What the exercise asks.
Change "dot" to "mark" in the records from their start through the line containing "<point>294,40</point>", inclusive. Give back only those lines, with nothing else altered.

Object location annotation data
_ _ _ _ _

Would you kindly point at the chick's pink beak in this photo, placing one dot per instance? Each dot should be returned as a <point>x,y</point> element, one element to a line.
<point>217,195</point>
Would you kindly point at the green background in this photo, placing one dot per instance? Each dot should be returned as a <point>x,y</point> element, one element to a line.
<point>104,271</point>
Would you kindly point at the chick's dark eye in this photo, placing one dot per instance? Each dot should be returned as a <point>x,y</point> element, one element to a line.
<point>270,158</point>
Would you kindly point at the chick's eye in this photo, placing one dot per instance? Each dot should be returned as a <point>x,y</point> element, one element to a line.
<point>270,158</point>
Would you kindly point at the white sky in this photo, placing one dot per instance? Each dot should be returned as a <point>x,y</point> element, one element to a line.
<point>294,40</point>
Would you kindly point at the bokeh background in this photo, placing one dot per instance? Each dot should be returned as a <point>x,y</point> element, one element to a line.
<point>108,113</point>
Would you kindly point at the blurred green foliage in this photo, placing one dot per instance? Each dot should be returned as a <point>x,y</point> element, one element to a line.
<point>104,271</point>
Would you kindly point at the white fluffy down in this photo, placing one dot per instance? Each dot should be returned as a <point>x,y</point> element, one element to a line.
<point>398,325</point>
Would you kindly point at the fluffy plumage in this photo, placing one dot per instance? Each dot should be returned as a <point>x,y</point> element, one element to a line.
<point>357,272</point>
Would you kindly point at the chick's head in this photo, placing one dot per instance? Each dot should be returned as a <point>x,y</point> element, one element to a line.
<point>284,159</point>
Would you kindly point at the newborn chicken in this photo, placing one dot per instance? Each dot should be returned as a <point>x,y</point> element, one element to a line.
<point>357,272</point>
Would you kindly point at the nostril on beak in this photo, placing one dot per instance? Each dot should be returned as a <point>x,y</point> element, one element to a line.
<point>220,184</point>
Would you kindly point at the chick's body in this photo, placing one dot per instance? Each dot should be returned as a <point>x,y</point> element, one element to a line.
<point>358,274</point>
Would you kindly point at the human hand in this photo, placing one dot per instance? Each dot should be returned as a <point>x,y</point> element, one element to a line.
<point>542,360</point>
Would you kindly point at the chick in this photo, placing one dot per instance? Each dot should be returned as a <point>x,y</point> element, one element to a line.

_ _ _ _ _

Answer to the exercise.
Would you kindly point at the chick's pink beak in this photo, placing one mark per instance? Each mark should be returned as a <point>x,y</point> element, one element to a line.
<point>217,195</point>
Would you kindly point at the green background in this photo, placing one mark per instance? Each mark should be returned as a <point>x,y</point> element, one element to a line.
<point>104,271</point>
Would you kindly point at the chick's dark eye in this photo, placing one mark per instance? Each mark should be returned as a <point>x,y</point> element, one element to a line.
<point>270,158</point>
Would you kindly point at the chick's eye in this photo, placing one mark per instance? Each mark should be returned as a <point>x,y</point> element, one element to a line.
<point>270,158</point>
Would you kindly point at the white sky in this photo, placing one mark per instance? Each mark should be returned as a <point>x,y</point> element, one element to a line.
<point>294,40</point>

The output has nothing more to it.